▶ [EXCERPTED PASSAGE]:
Speech is often assumed to be made up of linear contrastive and discrete building blocks (e.g. /m/), produced via posture-like positions of the articulators (i.e. lips closed for /m/). But articulatory movements have a much more complicated physical reality, arranged in an overlapping multi-dimensional fashion. For example, /m/ is occlusive because of the lips pressed against each other, but it is also nasal because of a sudden shift in position far back in the vocal tract (lowering of the velum), and also voiced because of tensed vocal cords, all separate orofacial movements that overlap in a complex interaction of muscle activities. The acoustic results of the overlapping movements are features that in a spectrogram are interpretated as one segment, which consequently is a linear outcome of a much more complex production. Speech segments do exist and understanding their internal makeup and how they are produced can tell us about the part they play in speech. This chapter describes a new way of analyzing and understanding the internal makeup of segments. Further overview can be found in the Descriptive Approach to Segmental Articulations (DASA) (Svensson Lundmark & Erickson 2024; Svensson Lundmark 2024a).
It is generally assumed that the basic function of speech segments, as in consonants and vowels, is to make the sounds differentiate from each other and to create distinctiveness (Jakobson et al. 1969). However, the segments themselves are articulatory postures that display very little movement, and as John Ohala phrased it: Segments are dead intervals (Ohala 1992). As such they rarely present the listeners with any new information. Instead, listeners pay much more attention to sudden acoustic changes in the transitions between sound segments, which seem to provide the listener with the information necessary to decode the message (Stevens & Blumstein 1978; Ohala 1992). Indeed, studies on vowel perception (the so-called silent-center paradigm, i.e., Strange 1987; Jenkins et al. 1999) have shown that in vowel-identification tasks listeners use information of the formant transitions, i.e., resonance frequency transitions as the mouth moves from a closed position for the consonant constriction to a more open position for the vowel.
Segment transitions consist of rapid articulatory movements to and from speech postures that result in the large acoustic changes that we refer to as segment boundaries (e.g. Fant and Lindblom 1961; Gårding 1967; Zsiga 1994). This relationship is built on laws of physics: muscle activations cause jerky rapid movements which cause rapid changes in sound waves. In the case of /m/, this means jerky movements of three separate organs that are timed with one another: the lips, the velum, the vocal cords.
The forces that activate muscles of the different orofacial organs can be observed by closely monitoring movements in the oral cavity during speech. One way of doing this is by analyzing speech dynamics, e.g., when in time force is applied to movements. This can be recorded using an electromagnetic articulograph (EMA), in which an electromagnetic field picks up sensor movements in space and time (Fig 1). With EMA we can get position and speed of many articulators as they move from speech posture to speech posture, and we can estimate the activation of movements, that is, when force is added to articulatory movements by muscle activity.

▶ [DATA BLOCK]:
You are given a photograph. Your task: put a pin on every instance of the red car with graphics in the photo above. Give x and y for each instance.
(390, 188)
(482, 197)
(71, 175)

▶ [WORK TO DO]:
1: Answer these questions on the passage about the articulation of speech segments.
(a) Which three organs, according to the passage, make jerky movements that are timed with one another in the case of /m/?
(b) How did John Ohala describe segments?
(c) What does the abbreviation EMA stand for?
2: Write a continuation of the passage about the articulation of speech segments, starting after its final sentence.

▶ [RESPONSES IN ORDER]:
1:
(a) The lips, the velum and the vocal cords.
(b) He described them as dead intervals: "Segments are dead intervals."
(c) Electromagnetic articulograph.

2:
In physics, when an object is moving, the rate of the position change is called velocity (i.e. how fast it is moving). When there is a change in velocity, we say that the object is accelerating, and when there is a change in acceleration the movement is jerky (velocity is the first, acceleration the second, and jerk the third derivative to position). Rapid movement changes of any object can be referred to as jerk and acceleration, which we may find e.g. in a rollercoaster or the sudden braking of a car, and in speech when an articulator changes speed and direction as it reaches or leaves a speech posture (Svensson Lundmark 2023). A change in acceleration of an object involves added force. In the case of an articulator, the direction of the force either leads to deceleration, as it reaches a speech posture, or acceleration, as the articulator leaves that posture. When it comes to the physiological reality of speech, the articulatory speed changes – deceleration and acceleration – both involve underlying positive muscle forces, of which some are used for contraction (agonist muscles), while others control with opposing forces (antagonist muscles). The amount of force added determines the speed of the articulator, and depending on the type of force added, the result of the maximum change in velocity may be a deceleration peak or an acceleration peak (Eager et al. 2016).
In Fig 2 we see the position signal (bottom curve) of an EMA sensor on the tongue tip of a Swedish speaker. The signal shows the sensor moving up/down during the word <bilar> (cars). As the speaker shapes the tongue tip constriction to produce /l/, the tip moves fast (a velocity peak marks the fastest moment) and then slows down rapidly (a deceleration peak). The tongue tip stays in position while forming a speech posture, changes direction somewhere mid-posture, and then moves rapidly away again (an acceleration peak, followed by another velocity peak). The jerk signal, on top in Fig 2, shows jerky movements in connection with the shaping of the speech posture.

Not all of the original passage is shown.